- **What you need to do**:
Starting at the line containing "target: yellow and white flower" and ending at the line containing "target: lance-shaped leaf", print every line of the material below exactly, both ends included, and stop there.

- **Records for the exercise**:

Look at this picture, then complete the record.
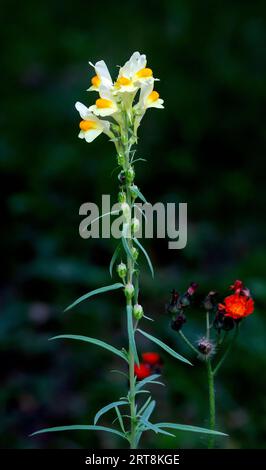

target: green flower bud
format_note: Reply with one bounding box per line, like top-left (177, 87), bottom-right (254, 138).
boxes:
top-left (131, 217), bottom-right (140, 234)
top-left (124, 283), bottom-right (134, 299)
top-left (133, 304), bottom-right (144, 320)
top-left (131, 247), bottom-right (139, 261)
top-left (117, 262), bottom-right (127, 279)
top-left (118, 191), bottom-right (127, 203)
top-left (126, 166), bottom-right (135, 183)
top-left (130, 184), bottom-right (138, 200)
top-left (117, 153), bottom-right (125, 167)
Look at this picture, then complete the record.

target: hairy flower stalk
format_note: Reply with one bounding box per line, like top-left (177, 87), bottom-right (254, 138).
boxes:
top-left (31, 52), bottom-right (228, 448)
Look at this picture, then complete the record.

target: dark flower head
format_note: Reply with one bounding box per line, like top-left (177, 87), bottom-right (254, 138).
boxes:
top-left (214, 310), bottom-right (235, 331)
top-left (203, 291), bottom-right (217, 311)
top-left (171, 312), bottom-right (186, 332)
top-left (197, 337), bottom-right (215, 360)
top-left (165, 289), bottom-right (179, 314)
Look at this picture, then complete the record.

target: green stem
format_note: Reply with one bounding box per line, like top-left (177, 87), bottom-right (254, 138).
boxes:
top-left (121, 111), bottom-right (137, 449)
top-left (213, 324), bottom-right (239, 376)
top-left (179, 330), bottom-right (198, 355)
top-left (207, 359), bottom-right (215, 449)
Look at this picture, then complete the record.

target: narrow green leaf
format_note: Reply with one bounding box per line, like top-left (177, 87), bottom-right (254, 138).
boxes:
top-left (133, 186), bottom-right (147, 203)
top-left (142, 400), bottom-right (155, 418)
top-left (30, 425), bottom-right (125, 439)
top-left (127, 305), bottom-right (139, 366)
top-left (135, 400), bottom-right (156, 446)
top-left (136, 374), bottom-right (161, 391)
top-left (156, 422), bottom-right (228, 436)
top-left (133, 238), bottom-right (154, 278)
top-left (87, 210), bottom-right (120, 229)
top-left (94, 401), bottom-right (127, 425)
top-left (109, 244), bottom-right (121, 278)
top-left (49, 335), bottom-right (128, 362)
top-left (137, 329), bottom-right (192, 365)
top-left (115, 407), bottom-right (126, 434)
top-left (140, 418), bottom-right (175, 437)
top-left (137, 396), bottom-right (152, 416)
top-left (64, 283), bottom-right (124, 312)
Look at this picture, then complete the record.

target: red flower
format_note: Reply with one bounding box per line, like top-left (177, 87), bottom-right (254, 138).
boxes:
top-left (134, 363), bottom-right (151, 380)
top-left (141, 352), bottom-right (161, 366)
top-left (219, 293), bottom-right (254, 320)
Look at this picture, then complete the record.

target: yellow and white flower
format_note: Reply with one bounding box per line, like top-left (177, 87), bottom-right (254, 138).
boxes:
top-left (75, 101), bottom-right (110, 143)
top-left (137, 79), bottom-right (164, 111)
top-left (115, 51), bottom-right (157, 93)
top-left (87, 60), bottom-right (113, 92)
top-left (89, 85), bottom-right (118, 117)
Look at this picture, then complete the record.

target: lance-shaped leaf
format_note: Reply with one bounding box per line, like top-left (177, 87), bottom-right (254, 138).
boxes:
top-left (135, 400), bottom-right (156, 446)
top-left (30, 425), bottom-right (125, 439)
top-left (133, 238), bottom-right (154, 278)
top-left (137, 329), bottom-right (192, 365)
top-left (64, 283), bottom-right (124, 312)
top-left (155, 422), bottom-right (228, 437)
top-left (94, 400), bottom-right (127, 425)
top-left (140, 418), bottom-right (175, 437)
top-left (127, 305), bottom-right (139, 365)
top-left (109, 244), bottom-right (121, 278)
top-left (131, 185), bottom-right (147, 203)
top-left (136, 374), bottom-right (161, 391)
top-left (49, 335), bottom-right (128, 362)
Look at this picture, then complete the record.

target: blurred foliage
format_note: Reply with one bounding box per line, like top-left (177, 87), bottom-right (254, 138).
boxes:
top-left (1, 0), bottom-right (266, 449)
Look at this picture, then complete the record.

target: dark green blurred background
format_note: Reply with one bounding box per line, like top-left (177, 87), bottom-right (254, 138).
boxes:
top-left (1, 0), bottom-right (266, 449)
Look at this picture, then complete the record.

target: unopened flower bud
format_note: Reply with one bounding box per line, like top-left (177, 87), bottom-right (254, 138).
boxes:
top-left (131, 247), bottom-right (139, 261)
top-left (166, 289), bottom-right (179, 314)
top-left (124, 283), bottom-right (134, 299)
top-left (180, 294), bottom-right (190, 307)
top-left (130, 184), bottom-right (139, 200)
top-left (117, 153), bottom-right (125, 167)
top-left (133, 304), bottom-right (143, 320)
top-left (118, 191), bottom-right (127, 203)
top-left (213, 311), bottom-right (235, 331)
top-left (126, 166), bottom-right (135, 183)
top-left (121, 202), bottom-right (131, 221)
top-left (203, 291), bottom-right (217, 310)
top-left (171, 313), bottom-right (186, 331)
top-left (117, 262), bottom-right (127, 279)
top-left (187, 282), bottom-right (199, 296)
top-left (131, 217), bottom-right (140, 234)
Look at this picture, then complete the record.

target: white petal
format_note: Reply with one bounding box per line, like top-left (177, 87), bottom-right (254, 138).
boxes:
top-left (89, 104), bottom-right (117, 117)
top-left (94, 60), bottom-right (113, 87)
top-left (75, 101), bottom-right (90, 119)
top-left (78, 130), bottom-right (85, 139)
top-left (147, 99), bottom-right (164, 109)
top-left (139, 79), bottom-right (154, 107)
top-left (75, 101), bottom-right (102, 123)
top-left (84, 128), bottom-right (103, 142)
top-left (119, 51), bottom-right (147, 79)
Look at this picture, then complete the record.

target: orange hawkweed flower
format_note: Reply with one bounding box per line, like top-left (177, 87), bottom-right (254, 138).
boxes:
top-left (141, 352), bottom-right (161, 366)
top-left (134, 363), bottom-right (151, 380)
top-left (219, 293), bottom-right (254, 320)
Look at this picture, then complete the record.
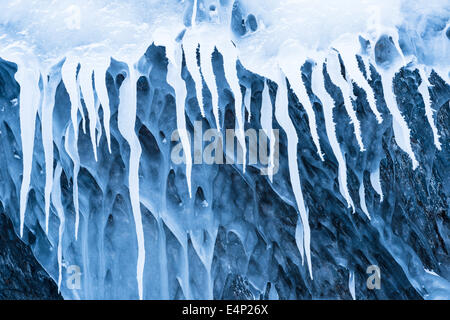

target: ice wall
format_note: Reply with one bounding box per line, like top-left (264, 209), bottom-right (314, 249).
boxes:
top-left (0, 0), bottom-right (449, 299)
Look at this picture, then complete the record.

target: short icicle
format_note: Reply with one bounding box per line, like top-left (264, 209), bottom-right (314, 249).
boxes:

- **Response**:
target: yellow and white flower
format_note: Reply with one bounding box per line, like top-left (177, 87), bottom-right (254, 138).
boxes:
top-left (75, 101), bottom-right (110, 143)
top-left (137, 79), bottom-right (164, 111)
top-left (115, 51), bottom-right (157, 93)
top-left (87, 60), bottom-right (113, 92)
top-left (89, 85), bottom-right (118, 117)
Look at this picture, then complete the record.

target: lance-shaped leaf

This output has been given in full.